▶ **EXERCISE AIM**
Give the lines of the items below, from the line with "Mark one point on each instance of the granite" through the end of the items, as a JSON list of strings with one string per line, leaving out blank lines.

▶ **Point annotation dataset items**
========

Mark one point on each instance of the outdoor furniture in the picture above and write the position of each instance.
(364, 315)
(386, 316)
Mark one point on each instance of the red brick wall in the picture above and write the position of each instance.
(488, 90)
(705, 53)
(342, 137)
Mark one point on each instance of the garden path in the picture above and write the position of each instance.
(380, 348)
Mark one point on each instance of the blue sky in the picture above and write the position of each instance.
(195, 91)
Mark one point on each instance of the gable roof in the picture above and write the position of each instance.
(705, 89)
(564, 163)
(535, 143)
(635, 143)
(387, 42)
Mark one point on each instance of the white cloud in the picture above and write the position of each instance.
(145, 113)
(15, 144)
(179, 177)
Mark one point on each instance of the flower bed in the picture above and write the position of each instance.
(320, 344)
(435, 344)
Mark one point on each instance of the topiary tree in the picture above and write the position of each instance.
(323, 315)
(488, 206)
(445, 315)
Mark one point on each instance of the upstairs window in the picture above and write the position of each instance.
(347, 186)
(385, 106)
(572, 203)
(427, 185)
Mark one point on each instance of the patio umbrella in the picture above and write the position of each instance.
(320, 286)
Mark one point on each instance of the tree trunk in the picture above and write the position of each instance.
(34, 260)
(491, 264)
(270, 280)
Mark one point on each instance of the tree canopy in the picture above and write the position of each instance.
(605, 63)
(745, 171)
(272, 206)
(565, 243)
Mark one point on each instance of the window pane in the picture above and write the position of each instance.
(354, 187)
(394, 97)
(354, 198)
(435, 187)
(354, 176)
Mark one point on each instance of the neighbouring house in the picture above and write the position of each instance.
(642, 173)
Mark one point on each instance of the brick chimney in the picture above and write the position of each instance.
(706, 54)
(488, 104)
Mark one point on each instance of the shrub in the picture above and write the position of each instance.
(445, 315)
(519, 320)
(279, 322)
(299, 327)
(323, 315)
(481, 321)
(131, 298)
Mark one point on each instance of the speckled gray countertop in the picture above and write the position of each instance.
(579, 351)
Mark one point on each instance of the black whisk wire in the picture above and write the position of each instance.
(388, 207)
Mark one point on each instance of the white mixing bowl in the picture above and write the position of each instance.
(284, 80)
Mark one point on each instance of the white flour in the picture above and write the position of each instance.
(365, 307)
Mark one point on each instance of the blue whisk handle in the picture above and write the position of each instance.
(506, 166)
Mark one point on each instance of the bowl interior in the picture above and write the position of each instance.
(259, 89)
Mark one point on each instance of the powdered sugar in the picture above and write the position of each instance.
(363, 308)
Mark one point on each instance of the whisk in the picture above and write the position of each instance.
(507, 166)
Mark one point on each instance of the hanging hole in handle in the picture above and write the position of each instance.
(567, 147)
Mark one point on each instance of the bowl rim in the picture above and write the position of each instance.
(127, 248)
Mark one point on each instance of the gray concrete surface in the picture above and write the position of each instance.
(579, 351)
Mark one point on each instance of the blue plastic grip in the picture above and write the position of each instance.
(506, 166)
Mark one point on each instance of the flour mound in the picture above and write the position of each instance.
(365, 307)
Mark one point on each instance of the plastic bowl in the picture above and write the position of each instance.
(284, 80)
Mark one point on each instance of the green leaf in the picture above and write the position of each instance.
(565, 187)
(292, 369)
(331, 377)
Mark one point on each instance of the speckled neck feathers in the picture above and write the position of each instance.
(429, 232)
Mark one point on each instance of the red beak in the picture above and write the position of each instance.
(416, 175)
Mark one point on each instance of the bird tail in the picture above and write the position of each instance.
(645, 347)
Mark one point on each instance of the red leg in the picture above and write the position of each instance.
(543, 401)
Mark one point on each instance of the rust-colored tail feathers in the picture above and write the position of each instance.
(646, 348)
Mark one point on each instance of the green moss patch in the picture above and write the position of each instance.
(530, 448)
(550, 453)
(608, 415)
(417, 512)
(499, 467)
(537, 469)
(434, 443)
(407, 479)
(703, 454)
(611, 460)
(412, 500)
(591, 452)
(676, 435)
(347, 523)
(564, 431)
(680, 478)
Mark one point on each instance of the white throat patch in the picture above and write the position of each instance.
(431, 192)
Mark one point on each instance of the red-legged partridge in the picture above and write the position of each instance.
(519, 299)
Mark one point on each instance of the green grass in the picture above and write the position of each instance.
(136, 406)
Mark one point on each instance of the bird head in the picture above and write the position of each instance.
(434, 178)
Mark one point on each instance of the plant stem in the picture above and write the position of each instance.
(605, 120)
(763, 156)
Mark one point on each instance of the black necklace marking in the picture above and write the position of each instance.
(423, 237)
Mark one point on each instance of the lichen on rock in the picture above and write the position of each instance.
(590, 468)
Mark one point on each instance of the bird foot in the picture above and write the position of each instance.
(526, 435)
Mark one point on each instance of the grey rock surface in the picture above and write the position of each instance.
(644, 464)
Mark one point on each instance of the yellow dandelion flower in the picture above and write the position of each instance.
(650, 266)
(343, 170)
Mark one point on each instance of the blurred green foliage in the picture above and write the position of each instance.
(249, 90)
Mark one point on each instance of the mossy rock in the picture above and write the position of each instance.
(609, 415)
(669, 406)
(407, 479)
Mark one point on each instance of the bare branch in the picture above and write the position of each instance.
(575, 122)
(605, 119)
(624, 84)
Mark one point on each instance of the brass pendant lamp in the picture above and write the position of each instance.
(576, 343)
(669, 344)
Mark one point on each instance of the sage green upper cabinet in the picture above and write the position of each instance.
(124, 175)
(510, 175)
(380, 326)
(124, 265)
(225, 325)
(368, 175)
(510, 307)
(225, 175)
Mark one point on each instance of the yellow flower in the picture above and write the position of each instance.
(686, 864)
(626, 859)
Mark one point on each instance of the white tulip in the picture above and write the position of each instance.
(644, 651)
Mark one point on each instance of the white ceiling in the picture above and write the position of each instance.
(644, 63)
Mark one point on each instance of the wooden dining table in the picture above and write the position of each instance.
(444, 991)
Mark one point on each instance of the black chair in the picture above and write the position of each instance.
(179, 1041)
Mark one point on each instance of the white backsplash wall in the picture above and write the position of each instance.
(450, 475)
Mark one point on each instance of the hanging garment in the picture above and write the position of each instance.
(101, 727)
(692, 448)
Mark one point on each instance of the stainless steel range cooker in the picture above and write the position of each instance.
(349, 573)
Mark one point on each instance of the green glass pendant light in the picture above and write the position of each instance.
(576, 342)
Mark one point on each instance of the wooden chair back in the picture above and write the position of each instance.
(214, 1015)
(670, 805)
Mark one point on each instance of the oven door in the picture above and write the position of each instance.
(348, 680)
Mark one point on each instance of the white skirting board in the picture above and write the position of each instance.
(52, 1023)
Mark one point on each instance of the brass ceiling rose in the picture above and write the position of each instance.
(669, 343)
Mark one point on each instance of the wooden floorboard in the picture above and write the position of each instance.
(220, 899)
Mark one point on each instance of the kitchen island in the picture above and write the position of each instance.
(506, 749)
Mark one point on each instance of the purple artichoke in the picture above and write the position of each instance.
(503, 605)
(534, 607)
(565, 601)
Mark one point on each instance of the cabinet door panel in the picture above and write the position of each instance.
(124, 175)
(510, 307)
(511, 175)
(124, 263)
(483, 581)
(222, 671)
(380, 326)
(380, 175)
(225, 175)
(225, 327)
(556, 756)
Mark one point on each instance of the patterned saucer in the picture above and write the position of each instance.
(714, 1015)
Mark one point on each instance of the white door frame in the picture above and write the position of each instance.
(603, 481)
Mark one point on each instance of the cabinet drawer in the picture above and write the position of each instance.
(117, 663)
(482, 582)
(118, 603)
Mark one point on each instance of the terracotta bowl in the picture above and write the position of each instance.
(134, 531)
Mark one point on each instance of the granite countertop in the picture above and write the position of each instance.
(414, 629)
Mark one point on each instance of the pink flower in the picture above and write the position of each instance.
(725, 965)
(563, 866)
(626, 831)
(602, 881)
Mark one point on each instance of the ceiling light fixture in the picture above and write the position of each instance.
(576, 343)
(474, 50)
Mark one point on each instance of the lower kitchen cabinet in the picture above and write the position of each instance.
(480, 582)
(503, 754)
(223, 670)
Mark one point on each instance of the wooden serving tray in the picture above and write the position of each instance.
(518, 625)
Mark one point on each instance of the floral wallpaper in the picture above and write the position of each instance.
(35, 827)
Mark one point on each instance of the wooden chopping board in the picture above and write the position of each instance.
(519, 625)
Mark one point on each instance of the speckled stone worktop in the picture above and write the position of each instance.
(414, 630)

========

▶ **EXERCISE SOLUTION**
[
  "Mark one point on each instance of the granite countertop in the picture above and write the position of each instance.",
  "(414, 629)",
  "Mark one point on each instance of the pink flower in the picture above and write the position of each instance.",
  "(725, 965)",
  "(563, 866)",
  "(626, 831)",
  "(602, 881)",
  "Mark one point on each instance of the ceiling light fixture in the picture above and write the position of each instance.",
  "(576, 343)",
  "(474, 50)",
  "Mark one point on each instance of the lower kitchen cabinet in the picture above and write the position of each instance.",
  "(480, 582)",
  "(503, 754)",
  "(223, 670)",
  "Mark one point on each instance of the wooden serving tray in the picture above and write the position of each instance.",
  "(518, 625)",
  "Mark one point on each instance of the floral wallpaper in the picture above and write the position of each instance.",
  "(35, 827)",
  "Mark one point on each instance of the wooden chopping board in the picture above and write the position of each instance.",
  "(519, 625)",
  "Mark one point on each instance of the speckled stone worktop in the picture above and write the position of each instance.",
  "(414, 630)"
]